[Coordinate annotation entries]
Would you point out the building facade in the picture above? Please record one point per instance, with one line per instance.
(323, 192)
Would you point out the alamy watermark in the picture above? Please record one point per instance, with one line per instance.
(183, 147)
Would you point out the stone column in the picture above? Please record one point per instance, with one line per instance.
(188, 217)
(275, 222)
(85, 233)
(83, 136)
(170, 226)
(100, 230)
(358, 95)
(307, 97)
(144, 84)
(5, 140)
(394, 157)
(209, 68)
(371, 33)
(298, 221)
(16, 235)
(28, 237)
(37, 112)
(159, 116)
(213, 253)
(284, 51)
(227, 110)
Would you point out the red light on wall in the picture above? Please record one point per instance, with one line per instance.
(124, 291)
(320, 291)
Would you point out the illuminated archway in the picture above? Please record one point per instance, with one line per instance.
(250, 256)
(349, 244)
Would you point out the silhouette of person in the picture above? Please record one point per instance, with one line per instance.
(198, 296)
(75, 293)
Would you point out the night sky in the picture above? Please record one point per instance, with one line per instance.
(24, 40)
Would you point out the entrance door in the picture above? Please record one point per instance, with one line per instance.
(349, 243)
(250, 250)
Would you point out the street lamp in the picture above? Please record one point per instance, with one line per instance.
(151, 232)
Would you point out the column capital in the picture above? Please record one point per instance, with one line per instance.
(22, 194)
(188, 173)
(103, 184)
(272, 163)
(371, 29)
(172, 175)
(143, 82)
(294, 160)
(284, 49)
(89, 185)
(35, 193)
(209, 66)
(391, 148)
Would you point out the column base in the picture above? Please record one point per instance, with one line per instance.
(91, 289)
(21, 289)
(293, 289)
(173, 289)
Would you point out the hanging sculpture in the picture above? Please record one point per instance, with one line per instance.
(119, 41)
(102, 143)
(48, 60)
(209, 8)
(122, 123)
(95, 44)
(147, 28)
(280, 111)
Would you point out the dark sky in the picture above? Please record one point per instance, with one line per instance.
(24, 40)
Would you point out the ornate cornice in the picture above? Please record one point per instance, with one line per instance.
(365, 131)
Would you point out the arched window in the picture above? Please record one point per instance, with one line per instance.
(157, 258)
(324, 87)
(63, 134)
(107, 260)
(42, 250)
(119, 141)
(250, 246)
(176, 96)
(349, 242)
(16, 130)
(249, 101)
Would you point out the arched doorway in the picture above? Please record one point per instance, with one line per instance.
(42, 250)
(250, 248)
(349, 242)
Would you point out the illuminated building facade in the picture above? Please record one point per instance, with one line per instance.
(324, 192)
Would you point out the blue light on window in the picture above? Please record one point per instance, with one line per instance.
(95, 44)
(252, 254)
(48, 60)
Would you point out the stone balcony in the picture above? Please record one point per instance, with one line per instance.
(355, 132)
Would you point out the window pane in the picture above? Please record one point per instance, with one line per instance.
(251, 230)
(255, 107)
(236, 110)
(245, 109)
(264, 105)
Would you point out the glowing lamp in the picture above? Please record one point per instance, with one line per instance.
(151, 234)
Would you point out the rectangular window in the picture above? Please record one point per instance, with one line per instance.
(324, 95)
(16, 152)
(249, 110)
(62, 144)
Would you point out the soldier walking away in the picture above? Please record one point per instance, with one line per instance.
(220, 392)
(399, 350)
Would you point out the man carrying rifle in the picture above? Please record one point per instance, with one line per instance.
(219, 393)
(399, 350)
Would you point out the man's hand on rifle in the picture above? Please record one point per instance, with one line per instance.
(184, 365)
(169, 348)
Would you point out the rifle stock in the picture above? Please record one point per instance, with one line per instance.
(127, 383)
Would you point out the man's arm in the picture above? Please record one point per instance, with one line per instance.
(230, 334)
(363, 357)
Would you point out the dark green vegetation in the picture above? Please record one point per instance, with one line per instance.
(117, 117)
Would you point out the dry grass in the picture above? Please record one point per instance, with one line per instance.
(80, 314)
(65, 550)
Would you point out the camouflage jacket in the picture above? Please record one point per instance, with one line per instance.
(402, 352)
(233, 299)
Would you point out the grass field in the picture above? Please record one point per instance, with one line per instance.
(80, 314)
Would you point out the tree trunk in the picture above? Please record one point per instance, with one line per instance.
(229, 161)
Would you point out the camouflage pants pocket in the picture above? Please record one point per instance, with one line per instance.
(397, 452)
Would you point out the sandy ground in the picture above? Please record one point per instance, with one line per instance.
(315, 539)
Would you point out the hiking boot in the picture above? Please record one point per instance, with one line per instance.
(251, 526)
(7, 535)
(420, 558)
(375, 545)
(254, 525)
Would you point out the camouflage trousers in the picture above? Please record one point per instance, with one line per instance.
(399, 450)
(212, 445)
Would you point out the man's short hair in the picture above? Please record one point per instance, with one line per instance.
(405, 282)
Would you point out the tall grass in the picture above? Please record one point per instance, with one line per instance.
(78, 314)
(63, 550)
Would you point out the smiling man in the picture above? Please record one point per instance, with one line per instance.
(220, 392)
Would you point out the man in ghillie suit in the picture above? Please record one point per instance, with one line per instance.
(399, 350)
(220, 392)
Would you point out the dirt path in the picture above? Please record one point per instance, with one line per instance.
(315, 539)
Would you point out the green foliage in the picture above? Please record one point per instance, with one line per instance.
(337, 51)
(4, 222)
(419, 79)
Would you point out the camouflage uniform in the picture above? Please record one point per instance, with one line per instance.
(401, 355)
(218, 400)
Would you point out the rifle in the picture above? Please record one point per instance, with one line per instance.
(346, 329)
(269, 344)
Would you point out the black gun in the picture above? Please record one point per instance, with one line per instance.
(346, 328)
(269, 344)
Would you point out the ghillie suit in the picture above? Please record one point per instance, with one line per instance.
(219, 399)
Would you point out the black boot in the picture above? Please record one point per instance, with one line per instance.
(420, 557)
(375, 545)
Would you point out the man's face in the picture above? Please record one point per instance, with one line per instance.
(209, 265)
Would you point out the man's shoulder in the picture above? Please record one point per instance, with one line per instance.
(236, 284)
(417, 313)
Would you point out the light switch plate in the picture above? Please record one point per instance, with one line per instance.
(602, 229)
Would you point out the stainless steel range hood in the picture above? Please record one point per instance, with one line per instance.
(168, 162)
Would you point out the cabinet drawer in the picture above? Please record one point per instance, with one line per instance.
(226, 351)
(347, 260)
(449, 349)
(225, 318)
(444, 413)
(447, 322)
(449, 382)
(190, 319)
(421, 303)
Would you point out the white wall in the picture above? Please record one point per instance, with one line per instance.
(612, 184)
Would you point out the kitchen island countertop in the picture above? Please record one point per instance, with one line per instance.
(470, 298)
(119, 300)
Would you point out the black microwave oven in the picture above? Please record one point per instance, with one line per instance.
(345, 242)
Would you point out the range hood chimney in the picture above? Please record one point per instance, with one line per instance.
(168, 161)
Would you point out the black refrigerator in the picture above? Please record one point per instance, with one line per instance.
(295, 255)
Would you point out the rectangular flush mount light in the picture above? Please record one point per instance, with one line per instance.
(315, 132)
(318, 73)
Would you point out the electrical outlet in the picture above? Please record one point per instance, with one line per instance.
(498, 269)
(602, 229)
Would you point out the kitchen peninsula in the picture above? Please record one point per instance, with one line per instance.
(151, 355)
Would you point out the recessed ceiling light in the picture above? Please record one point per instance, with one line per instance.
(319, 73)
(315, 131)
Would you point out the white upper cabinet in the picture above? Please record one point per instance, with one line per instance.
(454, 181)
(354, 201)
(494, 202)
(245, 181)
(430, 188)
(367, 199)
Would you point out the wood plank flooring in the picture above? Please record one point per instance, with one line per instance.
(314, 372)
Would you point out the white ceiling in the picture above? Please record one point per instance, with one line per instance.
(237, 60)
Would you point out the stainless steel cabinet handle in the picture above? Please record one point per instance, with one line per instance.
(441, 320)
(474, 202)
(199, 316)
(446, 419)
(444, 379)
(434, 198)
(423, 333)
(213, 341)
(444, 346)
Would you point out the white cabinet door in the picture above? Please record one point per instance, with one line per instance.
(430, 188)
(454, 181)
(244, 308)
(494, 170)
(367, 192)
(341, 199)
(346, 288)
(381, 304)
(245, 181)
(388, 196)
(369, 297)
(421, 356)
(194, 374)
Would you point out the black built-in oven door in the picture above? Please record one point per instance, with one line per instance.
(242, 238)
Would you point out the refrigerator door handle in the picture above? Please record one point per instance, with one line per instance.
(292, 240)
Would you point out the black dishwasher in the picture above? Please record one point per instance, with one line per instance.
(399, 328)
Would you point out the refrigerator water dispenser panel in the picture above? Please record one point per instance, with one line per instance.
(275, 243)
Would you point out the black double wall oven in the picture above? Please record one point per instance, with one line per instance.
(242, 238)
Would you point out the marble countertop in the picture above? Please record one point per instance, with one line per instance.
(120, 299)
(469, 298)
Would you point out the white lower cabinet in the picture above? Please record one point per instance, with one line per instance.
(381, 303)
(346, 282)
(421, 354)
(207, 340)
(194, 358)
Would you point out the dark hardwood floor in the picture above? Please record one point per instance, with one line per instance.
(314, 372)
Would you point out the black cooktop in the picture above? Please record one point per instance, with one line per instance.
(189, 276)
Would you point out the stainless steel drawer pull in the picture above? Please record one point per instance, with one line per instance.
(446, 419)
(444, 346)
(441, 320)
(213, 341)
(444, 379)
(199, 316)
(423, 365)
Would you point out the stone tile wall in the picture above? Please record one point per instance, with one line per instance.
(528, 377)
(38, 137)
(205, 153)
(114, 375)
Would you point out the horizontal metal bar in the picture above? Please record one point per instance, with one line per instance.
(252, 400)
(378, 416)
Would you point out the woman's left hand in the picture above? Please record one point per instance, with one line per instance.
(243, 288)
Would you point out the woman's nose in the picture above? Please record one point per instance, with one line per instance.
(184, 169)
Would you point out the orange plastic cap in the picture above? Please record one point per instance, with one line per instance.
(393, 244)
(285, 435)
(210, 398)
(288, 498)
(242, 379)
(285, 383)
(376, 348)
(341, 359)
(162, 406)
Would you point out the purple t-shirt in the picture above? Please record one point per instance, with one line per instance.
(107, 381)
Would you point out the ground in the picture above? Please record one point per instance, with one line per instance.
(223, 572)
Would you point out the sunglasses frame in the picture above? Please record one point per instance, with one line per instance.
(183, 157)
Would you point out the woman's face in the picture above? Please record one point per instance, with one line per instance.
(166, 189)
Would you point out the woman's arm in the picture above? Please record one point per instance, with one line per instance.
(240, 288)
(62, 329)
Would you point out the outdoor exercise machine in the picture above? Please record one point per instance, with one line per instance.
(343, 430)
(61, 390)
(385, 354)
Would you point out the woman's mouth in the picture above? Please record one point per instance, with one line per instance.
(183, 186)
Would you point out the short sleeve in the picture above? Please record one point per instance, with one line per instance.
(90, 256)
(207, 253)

What is asked ->
Starting at the line that contains "Would you point out the woman's face", output each remaining line of the listing, the last line included, exactly as it appears.

Answer for the task ->
Would you point out the woman's face in the picture above? Please record one point per instance, with one line per instance.
(166, 189)
Would you point out the woman's arm in the picture above? Please record one point per instance, with one line per instance.
(240, 288)
(62, 329)
Would you point out the outdoor exercise machine in the picture above? Please record one point per instance, with one line per instance.
(343, 430)
(61, 390)
(385, 354)
Would you point out the woman's mouth in the picture above? Please record one point per instance, with one line per instance.
(183, 186)
Would you point out the short sleeve in the picture above? Please record one point per instance, with one line per instance.
(90, 256)
(207, 253)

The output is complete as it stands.